Problem description
Extract the full set of records that follows, word for word.

##### Task material

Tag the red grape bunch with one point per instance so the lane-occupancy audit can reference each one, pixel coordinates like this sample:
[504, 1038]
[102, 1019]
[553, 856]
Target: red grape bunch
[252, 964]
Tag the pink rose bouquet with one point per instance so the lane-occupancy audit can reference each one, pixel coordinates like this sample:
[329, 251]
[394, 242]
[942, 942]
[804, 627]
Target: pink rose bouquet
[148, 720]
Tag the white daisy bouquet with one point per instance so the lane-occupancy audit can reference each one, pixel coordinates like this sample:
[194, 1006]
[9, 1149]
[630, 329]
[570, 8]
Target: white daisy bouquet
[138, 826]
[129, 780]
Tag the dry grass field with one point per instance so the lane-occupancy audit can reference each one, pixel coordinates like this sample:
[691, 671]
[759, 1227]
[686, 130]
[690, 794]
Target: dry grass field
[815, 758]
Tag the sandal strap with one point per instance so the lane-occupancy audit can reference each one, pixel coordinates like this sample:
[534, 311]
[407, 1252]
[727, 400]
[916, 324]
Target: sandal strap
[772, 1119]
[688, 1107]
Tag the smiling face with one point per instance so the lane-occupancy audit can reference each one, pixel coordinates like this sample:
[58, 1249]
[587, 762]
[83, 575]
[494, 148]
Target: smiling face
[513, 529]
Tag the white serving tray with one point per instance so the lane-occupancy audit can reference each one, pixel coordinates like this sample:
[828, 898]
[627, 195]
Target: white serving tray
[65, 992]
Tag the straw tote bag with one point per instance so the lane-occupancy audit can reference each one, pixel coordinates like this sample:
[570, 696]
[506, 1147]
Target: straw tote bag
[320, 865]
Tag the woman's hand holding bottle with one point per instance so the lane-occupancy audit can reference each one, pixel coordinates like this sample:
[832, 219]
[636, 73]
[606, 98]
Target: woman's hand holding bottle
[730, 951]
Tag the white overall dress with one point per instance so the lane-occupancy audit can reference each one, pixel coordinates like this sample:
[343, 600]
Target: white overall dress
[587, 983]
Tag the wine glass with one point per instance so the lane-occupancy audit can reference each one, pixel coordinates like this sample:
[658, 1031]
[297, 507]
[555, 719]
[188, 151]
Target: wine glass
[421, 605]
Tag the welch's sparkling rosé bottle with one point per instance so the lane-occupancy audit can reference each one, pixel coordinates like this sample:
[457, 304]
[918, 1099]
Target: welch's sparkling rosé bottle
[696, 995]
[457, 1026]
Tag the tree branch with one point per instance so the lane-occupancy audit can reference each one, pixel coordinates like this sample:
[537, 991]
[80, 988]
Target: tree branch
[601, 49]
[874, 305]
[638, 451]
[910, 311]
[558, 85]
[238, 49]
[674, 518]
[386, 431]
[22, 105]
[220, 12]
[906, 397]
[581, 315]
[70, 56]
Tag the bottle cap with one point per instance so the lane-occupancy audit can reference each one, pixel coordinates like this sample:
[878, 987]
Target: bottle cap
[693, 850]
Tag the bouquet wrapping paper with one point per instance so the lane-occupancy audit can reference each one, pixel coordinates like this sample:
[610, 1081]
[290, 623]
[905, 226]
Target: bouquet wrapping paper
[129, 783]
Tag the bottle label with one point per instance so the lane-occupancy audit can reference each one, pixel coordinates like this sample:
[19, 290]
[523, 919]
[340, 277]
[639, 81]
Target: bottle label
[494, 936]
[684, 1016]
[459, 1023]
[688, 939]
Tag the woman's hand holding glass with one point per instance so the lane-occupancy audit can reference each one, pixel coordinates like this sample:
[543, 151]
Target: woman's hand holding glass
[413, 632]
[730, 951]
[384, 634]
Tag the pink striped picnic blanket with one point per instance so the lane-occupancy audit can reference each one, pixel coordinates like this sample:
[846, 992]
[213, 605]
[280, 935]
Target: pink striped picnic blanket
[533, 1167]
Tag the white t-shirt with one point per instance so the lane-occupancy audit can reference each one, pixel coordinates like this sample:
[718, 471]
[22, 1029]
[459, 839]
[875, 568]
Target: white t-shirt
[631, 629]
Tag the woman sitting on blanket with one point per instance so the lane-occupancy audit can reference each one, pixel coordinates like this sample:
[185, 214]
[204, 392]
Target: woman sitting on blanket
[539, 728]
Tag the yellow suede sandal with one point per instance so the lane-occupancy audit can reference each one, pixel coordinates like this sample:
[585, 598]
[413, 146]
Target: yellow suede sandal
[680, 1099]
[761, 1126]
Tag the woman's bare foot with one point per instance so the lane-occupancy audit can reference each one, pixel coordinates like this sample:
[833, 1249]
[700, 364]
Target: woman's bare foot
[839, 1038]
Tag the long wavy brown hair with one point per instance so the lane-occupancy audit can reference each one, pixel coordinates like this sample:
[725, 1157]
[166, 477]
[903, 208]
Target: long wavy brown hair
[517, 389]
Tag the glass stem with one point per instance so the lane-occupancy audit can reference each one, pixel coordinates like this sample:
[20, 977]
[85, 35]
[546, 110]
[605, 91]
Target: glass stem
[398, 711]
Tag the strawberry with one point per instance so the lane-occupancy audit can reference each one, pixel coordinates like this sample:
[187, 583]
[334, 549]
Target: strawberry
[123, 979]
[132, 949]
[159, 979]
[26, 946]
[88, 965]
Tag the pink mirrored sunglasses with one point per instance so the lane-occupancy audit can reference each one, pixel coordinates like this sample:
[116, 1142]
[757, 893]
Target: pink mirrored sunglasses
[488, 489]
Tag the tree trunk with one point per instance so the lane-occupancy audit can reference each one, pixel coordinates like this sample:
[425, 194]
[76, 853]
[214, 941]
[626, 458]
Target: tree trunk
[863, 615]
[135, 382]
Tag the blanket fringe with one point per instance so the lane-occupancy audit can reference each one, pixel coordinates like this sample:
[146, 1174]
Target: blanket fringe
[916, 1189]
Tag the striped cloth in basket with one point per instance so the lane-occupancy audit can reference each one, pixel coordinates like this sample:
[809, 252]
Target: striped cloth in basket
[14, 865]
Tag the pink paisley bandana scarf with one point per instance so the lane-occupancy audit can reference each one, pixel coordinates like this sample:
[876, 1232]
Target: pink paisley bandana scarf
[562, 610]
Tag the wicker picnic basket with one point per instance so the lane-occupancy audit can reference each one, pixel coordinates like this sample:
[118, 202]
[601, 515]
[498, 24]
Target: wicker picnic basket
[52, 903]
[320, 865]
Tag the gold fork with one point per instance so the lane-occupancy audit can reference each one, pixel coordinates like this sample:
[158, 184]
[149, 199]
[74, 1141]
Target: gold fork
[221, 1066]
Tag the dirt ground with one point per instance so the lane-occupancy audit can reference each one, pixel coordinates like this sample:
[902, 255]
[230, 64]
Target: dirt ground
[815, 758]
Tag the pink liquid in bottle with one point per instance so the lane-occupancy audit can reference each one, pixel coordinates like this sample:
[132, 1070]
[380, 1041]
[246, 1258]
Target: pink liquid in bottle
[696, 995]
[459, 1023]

##########

The completed task
Tag the red grape bunch with one point per instance so the lane-occupancy audit can reference each one, pixel coordinates like this sample:
[504, 1038]
[102, 1019]
[553, 856]
Target: red grape bunch
[252, 964]
Tag the pink rose bouquet with one point per instance so the lane-occupancy audit can reference each one, pixel coordinates like this sample:
[329, 251]
[394, 242]
[942, 942]
[804, 627]
Target: pink rose bouquet
[148, 720]
Tag the white daisy bouquet with one point per instance so the lane-occupancy audit can reference each one, pixel coordinates like this sample:
[194, 1006]
[9, 1149]
[630, 329]
[570, 8]
Target: white daisy bouquet
[138, 826]
[129, 780]
Tag the dry grass field with one point per instance so the lane-occupancy audit can reference each one, pixel coordinates like this sample:
[691, 671]
[759, 1227]
[686, 130]
[690, 794]
Target: dry grass field
[815, 758]
Tag the sandal strap with one point per instance so the lane-occupancy audit can reference each one, pixel coordinates like this sample:
[534, 311]
[407, 1252]
[727, 400]
[916, 324]
Target: sandal strap
[772, 1119]
[688, 1107]
Tag the smiling face with one point per instance so the lane-occupancy audit can reference each one, pixel coordinates like this sample:
[58, 1249]
[587, 762]
[83, 575]
[494, 148]
Target: smiling face
[513, 529]
Tag the white serving tray with one point per instance so the lane-occupancy audit can reference each one, pixel coordinates like this sample:
[828, 898]
[627, 195]
Target: white serving tray
[65, 992]
Tag the straw tote bag with one point per instance so the lane-occupancy audit can reference each one, pixel coordinates like this sample:
[570, 696]
[506, 1147]
Target: straw tote bag
[320, 865]
Tag the woman's hand holding bottle with one point per instance so the lane-occupancy audit can reference each one, pixel coordinates like this sample:
[832, 219]
[636, 73]
[606, 98]
Target: woman's hand holding bottle
[730, 951]
Tag the white overall dress with one point per instance so the lane-occupancy audit can reference each one, pixel coordinates like this sample:
[343, 600]
Target: white overall dress
[587, 983]
Tag the wine glass with one point per instance so the lane-occupancy audit can reference each one, pixel coordinates like this sample:
[658, 1031]
[297, 507]
[555, 719]
[188, 151]
Target: wine glass
[421, 605]
Tag the welch's sparkling rosé bottle with one point per instance so the lane-occupancy audit can reference each one, pixel coordinates like this sample:
[457, 304]
[918, 1099]
Target: welch's sparkling rosé bottle
[696, 995]
[457, 1026]
Tag the tree branch with one point per instance so the lane-occupancy audit can reference each one, pixel coordinates like this sample:
[537, 991]
[80, 988]
Target: tree branch
[601, 49]
[874, 305]
[638, 451]
[910, 311]
[558, 85]
[238, 49]
[674, 518]
[386, 431]
[22, 105]
[220, 12]
[906, 397]
[581, 315]
[70, 56]
Tag the bottle cap with one point per instance so the lane-occupancy audit can reference each one, pixel coordinates like this sample:
[878, 987]
Target: bottle cap
[693, 850]
Tag the bouquet wrapping paper with one point per instance so the lane-occupancy audit can reference each one, pixel coordinates like this sample:
[610, 1081]
[290, 623]
[905, 226]
Target: bouquet wrapping paper
[129, 783]
Tag the bottle label with one point per instance so the lane-occupancy audit can reference each one, pixel coordinates like this sample:
[19, 290]
[523, 919]
[340, 277]
[639, 81]
Target: bottle label
[494, 936]
[684, 1016]
[459, 1023]
[688, 939]
Tag the woman's hand holding glass with one point per instance so the lane-occupancy audit can reference each one, pixel coordinates like this sample:
[543, 151]
Target: woman's hand holding glass
[413, 632]
[730, 951]
[384, 634]
Tag the pink striped picnic blanket with one point per instance so the lane-occupancy audit can reference each one, pixel coordinates like this sample:
[846, 992]
[213, 605]
[280, 935]
Target: pink striped picnic blanket
[533, 1167]
Tag the white t-shirt with one point per instance so the lane-occupancy audit can reference each one, pixel coordinates like this sample:
[718, 471]
[22, 1029]
[459, 839]
[875, 568]
Target: white t-shirt
[631, 629]
Tag the woman sitting on blanket with one point per instance so the lane-occupancy audit can reference each one, pixel coordinates like this sample:
[185, 214]
[204, 392]
Target: woman sitting on blanket
[539, 728]
Tag the yellow suede sandal with one point per instance so the lane-occupancy audit can reference each one, pixel coordinates like this sample:
[585, 598]
[413, 146]
Target: yellow suede sandal
[680, 1099]
[761, 1126]
Tag the woman's bare foot with one point per instance so the lane-occupancy audit can reference each one, pixel coordinates like this sample:
[833, 1249]
[700, 364]
Target: woman's bare foot
[839, 1038]
Tag the long wavy brown hair with one point per instance so the lane-occupancy audit can reference each one, pixel coordinates like this sample:
[725, 1157]
[166, 477]
[903, 208]
Target: long wavy brown hair
[517, 389]
Tag the glass stem with one point per instance so the lane-occupancy audit can reference each one, pixel coordinates like this sample:
[20, 977]
[85, 35]
[546, 110]
[605, 91]
Target: glass stem
[398, 711]
Tag the strawberry with one point per instance so the lane-occupancy audit can reference each one, pixel coordinates like this sample:
[187, 583]
[334, 549]
Target: strawberry
[123, 979]
[132, 949]
[159, 979]
[26, 946]
[88, 965]
Tag the pink mirrored sunglasses with one point per instance so the lane-occupancy audit can reference each one, pixel coordinates like this sample:
[116, 1142]
[757, 893]
Target: pink mirrored sunglasses
[488, 489]
Tag the tree trunk with one point per instance so the lane-occupancy audit can reference each one, pixel coordinates like this sample:
[425, 194]
[76, 853]
[214, 941]
[626, 458]
Target: tree trunk
[863, 615]
[135, 382]
Tag the blanket fringe with one point per instance so the lane-occupancy audit can reference each one, pixel coordinates like this sample:
[146, 1174]
Target: blanket fringe
[916, 1189]
Tag the striped cloth in basket with one point per instance so the lane-occupancy audit can reference each one, pixel coordinates like this sample:
[809, 252]
Target: striped cloth in basket
[14, 865]
Tag the pink paisley bandana scarf with one point per instance so the lane-occupancy audit can reference each one, pixel coordinates like this sample:
[876, 1232]
Target: pink paisley bandana scarf
[562, 610]
Tag the wicker picnic basket with one point per instance so the lane-occupancy audit can reference each one, pixel coordinates like this sample:
[118, 202]
[601, 515]
[498, 24]
Target: wicker picnic basket
[52, 903]
[320, 865]
Tag the gold fork with one point per instance so the lane-occupancy audit can reference each one, pixel coordinates like this sample:
[158, 184]
[149, 199]
[74, 1141]
Target: gold fork
[221, 1066]
Tag the dirt ground with one point per instance so the lane-occupancy audit can reference each one, pixel coordinates like this sample:
[902, 255]
[230, 64]
Target: dirt ground
[815, 758]
Tag the pink liquid in bottle with one point per instance so the lane-occupancy audit can reference each one, pixel coordinates like this sample:
[132, 1070]
[380, 1041]
[246, 1258]
Target: pink liquid in bottle
[696, 995]
[459, 1023]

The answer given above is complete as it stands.